Can you copy out all of the data below word for word, leaving the pictures out of your answer?

Provided records:
____
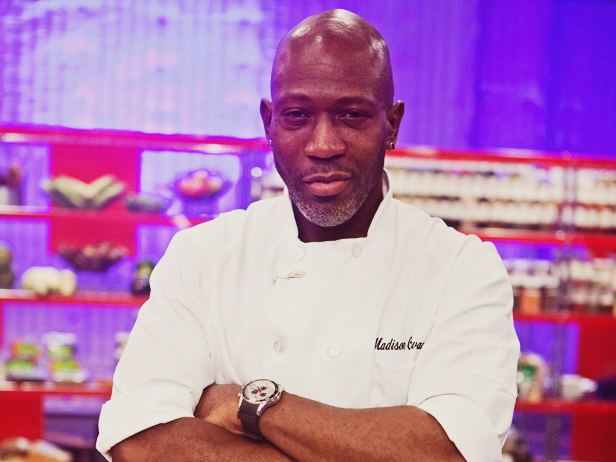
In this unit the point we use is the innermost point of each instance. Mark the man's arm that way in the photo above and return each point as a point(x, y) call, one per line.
point(308, 430)
point(190, 439)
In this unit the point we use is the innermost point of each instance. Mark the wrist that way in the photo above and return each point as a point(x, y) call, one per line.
point(257, 397)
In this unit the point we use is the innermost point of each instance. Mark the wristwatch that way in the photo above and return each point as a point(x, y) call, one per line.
point(255, 397)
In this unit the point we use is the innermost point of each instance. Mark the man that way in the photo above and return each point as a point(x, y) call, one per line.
point(391, 333)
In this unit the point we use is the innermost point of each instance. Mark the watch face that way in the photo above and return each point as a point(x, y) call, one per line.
point(260, 390)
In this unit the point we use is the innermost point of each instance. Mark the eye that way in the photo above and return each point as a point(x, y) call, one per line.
point(353, 118)
point(353, 115)
point(295, 116)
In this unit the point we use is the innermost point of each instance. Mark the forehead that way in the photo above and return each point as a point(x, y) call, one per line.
point(331, 70)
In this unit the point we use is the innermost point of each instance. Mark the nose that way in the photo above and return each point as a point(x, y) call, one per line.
point(324, 142)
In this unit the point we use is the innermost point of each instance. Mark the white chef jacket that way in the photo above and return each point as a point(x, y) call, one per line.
point(241, 297)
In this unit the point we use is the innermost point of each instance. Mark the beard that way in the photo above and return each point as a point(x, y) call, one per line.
point(326, 214)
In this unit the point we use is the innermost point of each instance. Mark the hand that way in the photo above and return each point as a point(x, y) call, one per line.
point(218, 406)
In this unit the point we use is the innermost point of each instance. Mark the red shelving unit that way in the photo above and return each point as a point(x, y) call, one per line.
point(568, 407)
point(68, 218)
point(592, 420)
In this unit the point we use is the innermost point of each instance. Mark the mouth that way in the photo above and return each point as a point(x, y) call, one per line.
point(327, 184)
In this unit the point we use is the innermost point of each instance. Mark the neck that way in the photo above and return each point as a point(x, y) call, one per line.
point(356, 226)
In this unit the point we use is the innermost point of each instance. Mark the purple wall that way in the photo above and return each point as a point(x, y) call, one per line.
point(537, 74)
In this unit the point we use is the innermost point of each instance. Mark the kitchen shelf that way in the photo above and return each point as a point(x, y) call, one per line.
point(515, 156)
point(106, 218)
point(79, 298)
point(567, 407)
point(595, 240)
point(44, 390)
point(117, 138)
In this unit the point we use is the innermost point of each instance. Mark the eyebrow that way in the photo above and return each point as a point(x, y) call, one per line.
point(342, 101)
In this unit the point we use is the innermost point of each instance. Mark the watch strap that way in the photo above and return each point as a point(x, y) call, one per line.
point(247, 414)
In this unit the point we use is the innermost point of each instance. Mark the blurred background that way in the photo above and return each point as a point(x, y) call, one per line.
point(122, 122)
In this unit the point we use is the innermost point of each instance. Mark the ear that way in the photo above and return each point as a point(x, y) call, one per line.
point(266, 116)
point(394, 118)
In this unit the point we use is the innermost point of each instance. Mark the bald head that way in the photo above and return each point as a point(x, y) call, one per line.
point(342, 37)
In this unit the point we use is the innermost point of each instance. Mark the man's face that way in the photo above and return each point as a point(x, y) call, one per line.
point(328, 127)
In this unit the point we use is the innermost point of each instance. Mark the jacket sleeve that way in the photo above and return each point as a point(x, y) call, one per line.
point(466, 375)
point(167, 361)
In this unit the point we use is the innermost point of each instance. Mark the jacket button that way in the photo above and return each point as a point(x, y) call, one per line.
point(334, 351)
point(280, 345)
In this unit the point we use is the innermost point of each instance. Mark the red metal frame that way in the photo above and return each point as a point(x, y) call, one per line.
point(67, 217)
point(22, 406)
point(158, 141)
point(593, 421)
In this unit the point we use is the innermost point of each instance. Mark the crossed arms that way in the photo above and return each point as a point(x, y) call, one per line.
point(298, 429)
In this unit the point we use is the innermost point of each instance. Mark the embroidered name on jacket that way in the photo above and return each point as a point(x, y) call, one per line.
point(393, 344)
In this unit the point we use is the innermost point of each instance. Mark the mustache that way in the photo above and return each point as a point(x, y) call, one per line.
point(323, 167)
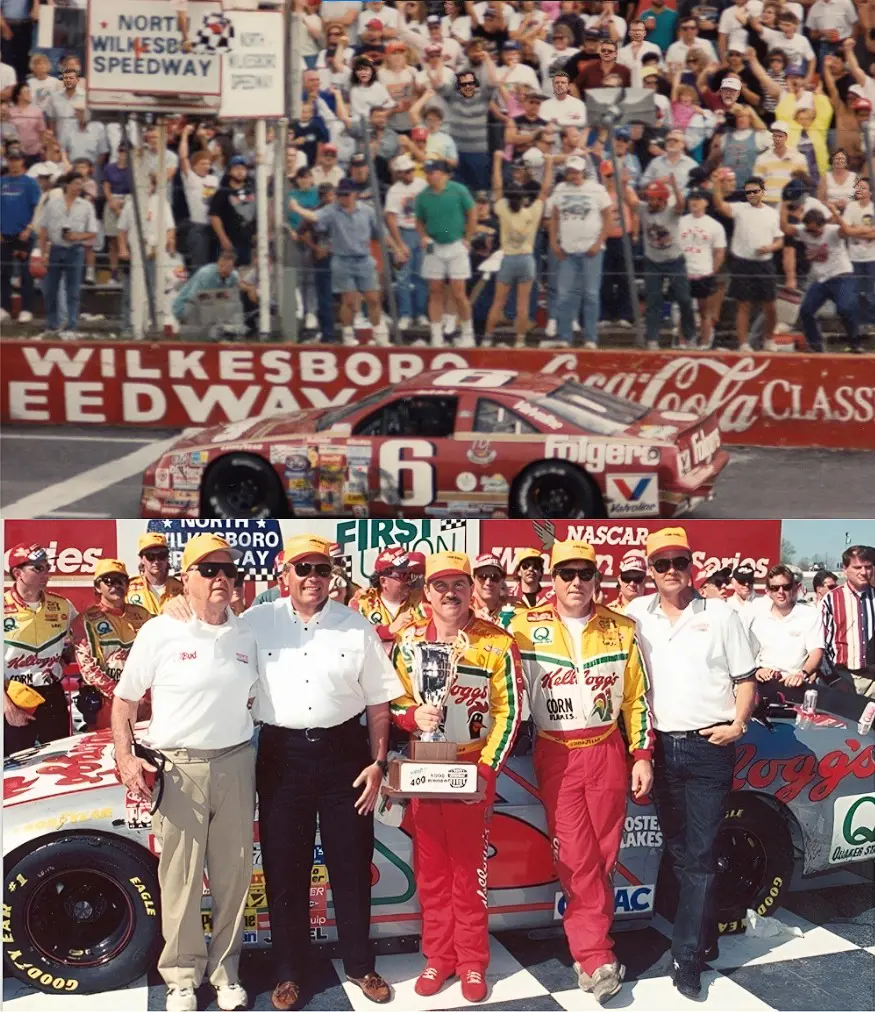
____
Written reply:
In this unit the point we use is the innermost point of each instance. Mark the man's arm that way in the photo above and return each point as a point(x, y) call, one per line.
point(308, 430)
point(190, 439)
In this unit the point we use is the innermost point of each instance. Mark the wrist that way in the photo above and return each point as a point(x, y) call, one per line.
point(257, 397)
In this unit the point we use is the innermost point of each instance. Mark the wristwatch that way in the photo above and return each point as a point(x, y) call, one per line.
point(255, 397)
In this unit the point we use is the innermost point of each instance. Mark the man that way in the photo above and return each point as a point(x, y) call, one per line.
point(391, 333)
In this unit the point we use is the innermost point of each instance. Mark the watch face that way in the photo above and return each point as a point(x, y) call, one per line.
point(260, 390)
In this unit the point we use is the innermost point of each instance. Mark the eye that way in the photo above and return each point as a point(x, y) call, one per line.
point(353, 118)
point(353, 115)
point(295, 116)
In this unit the point we use is the innermost point of each instance. Mark the forehead that way in the photo above and return each point as a point(x, y) call, one per line.
point(331, 70)
In this unit the point we use is the innermost point of each instance. Mark the nose that way in the photo above and return each point as a point(x, y) call, one per line.
point(324, 142)
In this unit the point we use is the innermost point of each instance. Mark the white chef jacket that way in the photo above and return each point as a point(x, y) call, one per line.
point(241, 297)
In this unit the point we use is the innermost point of each instance. Mark the beard that way in the photo above and return each point as a point(x, y) call, one per line.
point(326, 214)
In this unit the point we use is the innermost point of each instance. Mark the hand that way in the photo above and return each point as a point(x, y) call, one per line.
point(218, 406)
In this unit the point we use is the innermost point of each instance. Mark the red shelving unit that way in the photo above and return each point as a point(x, y) call, one per line.
point(568, 407)
point(68, 218)
point(592, 420)
In this unit the point we use is the innermost point of each instance. Mark the mouth that way in the photo above and return each point as a point(x, y) call, one per line.
point(327, 184)
In this unit the point we use is the innermost point of each instance. Mark the neck that way in the photo above and return each point as a point(x, y) call, one per line.
point(356, 226)
In this unit the point we use is the innermost point of each instance. Mark the purple wall that way in the photo above and return each point as a point(x, y) call, one per line.
point(537, 74)
In this unit the point we use is the innermost point of each instance. Mark the kitchen shelf that way in the photo above and return each point as a point(x, y) call, one per line.
point(515, 156)
point(106, 218)
point(79, 298)
point(567, 407)
point(595, 240)
point(44, 390)
point(117, 138)
In this unit the point we use is the innermost point of each instance. Mark the eyebrow that way in the photo above and return each point as a point(x, y) call, one per line.
point(342, 101)
In this unit the point we use is the innermost point of each instance. Mark the watch strap that way in the photo above and return each point as a point(x, y) call, one per line.
point(247, 414)
In this unit the point we use is the innermost point of each instance. Mark the blurred background that way in the photo above and return each point as a point(x, y) call, one per line.
point(122, 122)
In this unit the point we use is the innermost point of each instance. Mark the ear that way in the photo above and return each point as a point(x, y) call, one per line.
point(266, 116)
point(394, 118)
In this unit the point we use is the innermost point of each instance. Mark the bald head that way in the photo above and return each point as a point(x, y) call, one per line.
point(342, 37)
In this unit the point we use is the innermost point of each instance. Mark the man's face that way in the photo above and return each point as a point(x, y) call, one per line.
point(328, 127)
In this unit the point we use is the innermost point of each instance. Mark the jacket sleeve that way in the photo above and return each point as a point(x, y) call, one per line.
point(466, 375)
point(167, 361)
In this unit the point we use is the innermost point of each instance. Mark the jacket button that way in the photo above and return each point as a point(x, y) call, one per line.
point(334, 351)
point(280, 345)
In this unit the point we use is the innermost point of each instance. Mark the red metal frame that way in the photo above and return each point as a point(x, y) call, one per line.
point(67, 217)
point(22, 406)
point(158, 141)
point(593, 421)
In this unit the point we use is the innermost point of each instance. Mark the crossed arms that way in the photo above and return each point as a point(x, y) call, one per line.
point(298, 429)
In this unit the point we use is the innermost point of each instance. Mark the embroidered name on jacket that way in the photo above and return each point as a point(x, y) call, one per line.
point(393, 344)
In this unit the point we use is the innermost point of each instance. Mark the mustache that way in the photo above and return each point as a point(x, y) call, one per line.
point(323, 167)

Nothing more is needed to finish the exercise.